* **DIRECTIONS FOR THIS TASK**
Repeat nothing but the lines below running from the one containing "In this exercise you will locate the white cabinet" to the one containing "Query: fireplace black surround". Keep both end lines.
::::::::
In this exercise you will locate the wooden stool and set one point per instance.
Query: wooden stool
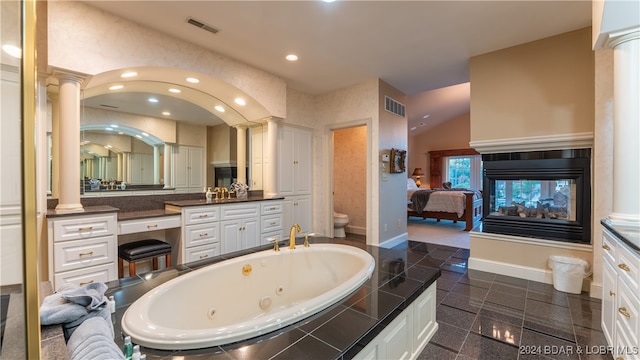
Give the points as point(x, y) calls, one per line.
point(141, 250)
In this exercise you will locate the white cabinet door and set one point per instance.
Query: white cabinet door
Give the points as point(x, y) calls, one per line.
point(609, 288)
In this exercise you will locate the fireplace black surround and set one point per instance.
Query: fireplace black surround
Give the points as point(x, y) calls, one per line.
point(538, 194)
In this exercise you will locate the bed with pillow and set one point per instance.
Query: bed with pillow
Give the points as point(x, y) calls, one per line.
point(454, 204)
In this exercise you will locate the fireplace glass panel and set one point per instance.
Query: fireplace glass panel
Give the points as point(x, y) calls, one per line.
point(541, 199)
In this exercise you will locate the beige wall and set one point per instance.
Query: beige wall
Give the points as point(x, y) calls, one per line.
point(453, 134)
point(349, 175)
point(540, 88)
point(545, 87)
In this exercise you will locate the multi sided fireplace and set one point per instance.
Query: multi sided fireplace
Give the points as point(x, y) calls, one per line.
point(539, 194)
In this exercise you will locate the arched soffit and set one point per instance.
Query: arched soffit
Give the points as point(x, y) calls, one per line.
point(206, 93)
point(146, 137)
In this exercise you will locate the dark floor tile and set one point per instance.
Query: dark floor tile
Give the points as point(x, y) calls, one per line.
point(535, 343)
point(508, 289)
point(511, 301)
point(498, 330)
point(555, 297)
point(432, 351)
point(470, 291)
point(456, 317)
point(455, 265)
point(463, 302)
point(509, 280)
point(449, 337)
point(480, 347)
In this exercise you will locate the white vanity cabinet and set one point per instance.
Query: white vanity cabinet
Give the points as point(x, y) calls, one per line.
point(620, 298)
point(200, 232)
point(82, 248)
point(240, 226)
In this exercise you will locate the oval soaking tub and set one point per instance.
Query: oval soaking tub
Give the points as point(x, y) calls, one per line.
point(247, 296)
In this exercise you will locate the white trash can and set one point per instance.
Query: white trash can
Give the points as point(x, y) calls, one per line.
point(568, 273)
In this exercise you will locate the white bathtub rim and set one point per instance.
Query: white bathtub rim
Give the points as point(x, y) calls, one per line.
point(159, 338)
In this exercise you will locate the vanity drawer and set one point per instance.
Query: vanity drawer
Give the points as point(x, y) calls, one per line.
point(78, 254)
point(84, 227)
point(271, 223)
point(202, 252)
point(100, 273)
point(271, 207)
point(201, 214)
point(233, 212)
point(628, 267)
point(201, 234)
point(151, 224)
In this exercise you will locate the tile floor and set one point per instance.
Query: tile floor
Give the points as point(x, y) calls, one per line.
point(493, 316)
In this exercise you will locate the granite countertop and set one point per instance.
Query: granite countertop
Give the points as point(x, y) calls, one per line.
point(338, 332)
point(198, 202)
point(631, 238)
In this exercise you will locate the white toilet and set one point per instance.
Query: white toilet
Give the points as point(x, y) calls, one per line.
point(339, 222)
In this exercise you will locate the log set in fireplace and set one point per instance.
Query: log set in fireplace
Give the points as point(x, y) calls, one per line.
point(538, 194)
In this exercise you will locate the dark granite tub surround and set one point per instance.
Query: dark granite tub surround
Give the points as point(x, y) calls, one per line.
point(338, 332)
::::::::
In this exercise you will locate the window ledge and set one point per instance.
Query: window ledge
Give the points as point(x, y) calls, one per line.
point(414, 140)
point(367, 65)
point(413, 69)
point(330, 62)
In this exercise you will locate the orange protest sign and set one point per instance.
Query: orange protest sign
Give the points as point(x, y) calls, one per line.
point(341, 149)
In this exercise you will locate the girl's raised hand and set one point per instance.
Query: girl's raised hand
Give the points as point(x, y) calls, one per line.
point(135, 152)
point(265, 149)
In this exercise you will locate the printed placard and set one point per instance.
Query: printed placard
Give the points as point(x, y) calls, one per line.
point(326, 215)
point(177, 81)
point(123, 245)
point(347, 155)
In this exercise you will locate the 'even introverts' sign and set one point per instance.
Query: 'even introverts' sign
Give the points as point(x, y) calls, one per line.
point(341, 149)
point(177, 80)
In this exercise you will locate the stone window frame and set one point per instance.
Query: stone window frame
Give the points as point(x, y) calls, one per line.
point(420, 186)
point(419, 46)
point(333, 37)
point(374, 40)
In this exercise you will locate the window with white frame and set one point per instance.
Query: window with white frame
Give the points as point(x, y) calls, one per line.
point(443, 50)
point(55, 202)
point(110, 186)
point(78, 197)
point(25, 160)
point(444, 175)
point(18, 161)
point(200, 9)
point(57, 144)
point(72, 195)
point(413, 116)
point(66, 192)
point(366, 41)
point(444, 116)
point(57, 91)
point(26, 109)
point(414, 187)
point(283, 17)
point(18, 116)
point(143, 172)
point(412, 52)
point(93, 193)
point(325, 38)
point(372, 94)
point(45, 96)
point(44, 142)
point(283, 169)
::::::::
* **PROBLEM SOLUTION**
In this exercise you will locate the white cabinet door and set one point per instance.
Query: white cabinet door
Give the points as point(x, y) calls, one per line.
point(609, 288)
In this exercise you will locate the fireplace black surround and set one point per instance.
Query: fireplace black surround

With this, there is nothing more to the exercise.